Short exercise A: In the entries below, repeat the lines word for word, starting at the line that contains "of the tree" and ending at the final line of the entries.

Provided text:
☆ ☆ ☆ ☆ ☆ ☆ ☆

COURSE OFFERINGS
It is important to understand the Summer Program from the perspective of the student as you begin to consider the best available courses. What begins in rather awkward fashion in trying to figure out the practical details of living with students from around the world, preparing for classes, exploring the different enrichment activities offered in the afternoon, and learning their way around our beautiful campus will often become something richer and more difficult to explain by the end of the program. Choosing the right course is hopefully just one aspect of the whole experience. The Summer Program faculty is very cognizant of the difficulty of managing all of these responsibilities, the challenge of the academic courses, and the normal apprehension of encountering something new. We have tried to find an integrated approach that will hopefully reveal for each student the joy of learning, the discovery of new ways of seeing the world through the enrichment activities, and the need to foster lasting friendships through conversation and play.
Please read the course descriptions carefully and then simply choose any three that look interesting to you. We will do our best to place students in courses of their choosing and that are commensurate with their age and ability. Classes begin on Monday, June 30, and conclude on Friday, July 25. All courses will meet Monday through Saturday.
ENGLISH
Literature
Why should we read literature? Does literature really matter? The purpose of this course is to acquaint the students, in word and in writing, with the vocabulary necessary for the study of literature and initiate them into the conversation of ideas that informs our culture. Students are expected to understand the essential elements of fiction, establish a habit of close textual reading, and comprehend the four basic genres, tragedy, comedy, epic, and lyric, that make up the literary universe. The underlying hope of this course is to establish a mode of discourse that will reveal the essential meaning inherent in literature. This hope rests on the firm conviction that students will discover that reading literature is a task that should engender delight. Readings in the past have included Homer's Odyssey, Aeschylus' Oresteia, Dante's Purgatorio, Beowulf, Sir Gawain and the Green Knight, Malory's King Arthur and His Knights, Shakespeare's As You Like It, The Merchant of Venice, A Midsummer Night's Dream, Winter's Tale, Antony and Cleopatra, Julius Caesar, King Lear, Macbeth, Othello, and Romeo and Juliet, Twain's Huckleberry Finn, Faulkner's The Unvanquished and The Reivers, Flannery O'Connor's Short Stories, Eudora Welty's Delta Wedding, Isabel Allende's House of the Spirits, and numerous other works of wonderful fiction.

☆ ☆ ☆ ☆ ☆ ☆ ☆

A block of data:
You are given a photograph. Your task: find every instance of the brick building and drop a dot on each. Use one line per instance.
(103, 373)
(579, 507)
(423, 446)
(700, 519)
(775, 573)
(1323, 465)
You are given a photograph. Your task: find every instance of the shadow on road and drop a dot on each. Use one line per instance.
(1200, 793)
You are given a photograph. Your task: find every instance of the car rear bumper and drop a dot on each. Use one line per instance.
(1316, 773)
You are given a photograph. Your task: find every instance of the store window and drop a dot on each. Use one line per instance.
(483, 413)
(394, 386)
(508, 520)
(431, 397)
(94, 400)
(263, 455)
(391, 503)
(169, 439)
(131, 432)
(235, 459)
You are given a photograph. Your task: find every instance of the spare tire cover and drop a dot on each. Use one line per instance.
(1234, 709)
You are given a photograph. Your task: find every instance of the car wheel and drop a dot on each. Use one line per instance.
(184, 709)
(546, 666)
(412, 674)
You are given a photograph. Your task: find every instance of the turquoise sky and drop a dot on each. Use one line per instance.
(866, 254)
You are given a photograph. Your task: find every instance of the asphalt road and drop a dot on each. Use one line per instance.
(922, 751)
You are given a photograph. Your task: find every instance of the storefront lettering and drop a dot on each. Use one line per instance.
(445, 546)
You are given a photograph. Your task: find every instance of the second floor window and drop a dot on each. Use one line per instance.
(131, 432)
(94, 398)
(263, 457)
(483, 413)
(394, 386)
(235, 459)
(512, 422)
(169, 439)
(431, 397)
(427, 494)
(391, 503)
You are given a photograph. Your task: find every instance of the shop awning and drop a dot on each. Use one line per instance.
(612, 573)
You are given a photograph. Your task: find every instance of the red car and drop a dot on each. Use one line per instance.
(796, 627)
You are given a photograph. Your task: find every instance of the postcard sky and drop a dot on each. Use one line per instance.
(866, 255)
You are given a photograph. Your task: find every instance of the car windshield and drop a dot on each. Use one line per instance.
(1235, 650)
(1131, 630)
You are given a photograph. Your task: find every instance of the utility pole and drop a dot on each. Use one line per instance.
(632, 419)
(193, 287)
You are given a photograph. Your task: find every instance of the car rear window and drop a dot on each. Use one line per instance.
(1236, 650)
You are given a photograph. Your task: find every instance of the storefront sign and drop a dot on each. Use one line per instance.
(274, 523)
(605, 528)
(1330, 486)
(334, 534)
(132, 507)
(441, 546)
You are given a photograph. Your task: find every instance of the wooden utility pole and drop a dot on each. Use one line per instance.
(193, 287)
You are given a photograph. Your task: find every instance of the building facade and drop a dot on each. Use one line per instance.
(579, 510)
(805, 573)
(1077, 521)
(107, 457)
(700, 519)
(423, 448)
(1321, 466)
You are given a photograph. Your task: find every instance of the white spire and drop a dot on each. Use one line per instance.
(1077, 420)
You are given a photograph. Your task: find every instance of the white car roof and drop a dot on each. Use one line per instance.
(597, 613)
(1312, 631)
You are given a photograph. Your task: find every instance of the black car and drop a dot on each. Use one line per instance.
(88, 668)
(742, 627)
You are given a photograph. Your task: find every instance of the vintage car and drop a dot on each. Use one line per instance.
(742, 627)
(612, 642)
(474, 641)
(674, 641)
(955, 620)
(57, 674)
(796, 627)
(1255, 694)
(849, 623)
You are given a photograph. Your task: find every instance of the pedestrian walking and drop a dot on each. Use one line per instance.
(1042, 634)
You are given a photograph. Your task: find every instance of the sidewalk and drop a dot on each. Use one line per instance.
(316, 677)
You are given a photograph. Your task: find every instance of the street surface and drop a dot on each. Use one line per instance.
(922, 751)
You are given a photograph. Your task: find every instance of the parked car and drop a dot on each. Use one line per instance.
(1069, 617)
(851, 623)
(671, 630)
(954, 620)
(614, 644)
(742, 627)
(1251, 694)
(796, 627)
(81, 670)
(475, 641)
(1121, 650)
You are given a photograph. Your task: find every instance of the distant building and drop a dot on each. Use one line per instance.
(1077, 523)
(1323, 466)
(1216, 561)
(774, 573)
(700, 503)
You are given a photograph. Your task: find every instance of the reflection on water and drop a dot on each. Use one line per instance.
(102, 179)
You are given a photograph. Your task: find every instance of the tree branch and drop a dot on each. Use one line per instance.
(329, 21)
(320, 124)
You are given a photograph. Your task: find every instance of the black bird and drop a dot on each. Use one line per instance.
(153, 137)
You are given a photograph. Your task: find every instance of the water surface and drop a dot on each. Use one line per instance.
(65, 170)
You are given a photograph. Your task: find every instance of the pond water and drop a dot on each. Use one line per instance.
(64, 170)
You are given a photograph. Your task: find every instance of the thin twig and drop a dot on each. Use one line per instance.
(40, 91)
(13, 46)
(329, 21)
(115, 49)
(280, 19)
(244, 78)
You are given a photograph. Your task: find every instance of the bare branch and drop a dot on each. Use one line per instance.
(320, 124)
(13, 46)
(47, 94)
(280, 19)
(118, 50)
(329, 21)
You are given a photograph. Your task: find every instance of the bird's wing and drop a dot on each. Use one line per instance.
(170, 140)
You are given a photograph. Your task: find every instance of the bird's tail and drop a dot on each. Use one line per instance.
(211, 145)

☆ ☆ ☆ ☆ ☆ ☆ ☆

Short exercise B: Quote the course offerings passage above, starting at "Please read the" and ending at "Monday through Saturday.".

Final result A:
You are given a photograph. Your task: find every instance of the tree branch and drop a dot on each. Use one line per instance.
(329, 21)
(320, 124)
You are given a photograph. Your task: find every instance of the black bird and drop a dot on each. Use one line per instance.
(153, 137)
You are given a photograph. Your task: find every instance of the water surface and drop a dot on each. Use one line per instance.
(65, 170)
You are given a photograph. Your task: find every instance of the pond water and drop a dot on each. Use one line per instance.
(64, 170)
You are given a photograph. Your task: find every instance of the thin twig and drop a dot on each. Use one line per instance.
(40, 91)
(13, 46)
(329, 21)
(115, 49)
(280, 19)
(244, 78)
You are given a photograph. Your task: find every instance of the bare branch and drop a dot on each. Use one line per instance.
(320, 124)
(13, 46)
(47, 94)
(280, 19)
(118, 50)
(329, 21)
You are given a photograph. Your task: find every instance of the bird's wing and drop a dot on each. Use one line per instance.
(170, 140)
You are given a photograph. Your task: find every instance of the bird's tail and drop a dot on each. Use one line per instance.
(211, 145)

Final result B:
Please read the course descriptions carefully and then simply choose any three that look interesting to you. We will do our best to place students in courses of their choosing and that are commensurate with their age and ability. Classes begin on Monday, June 30, and conclude on Friday, July 25. All courses will meet Monday through Saturday.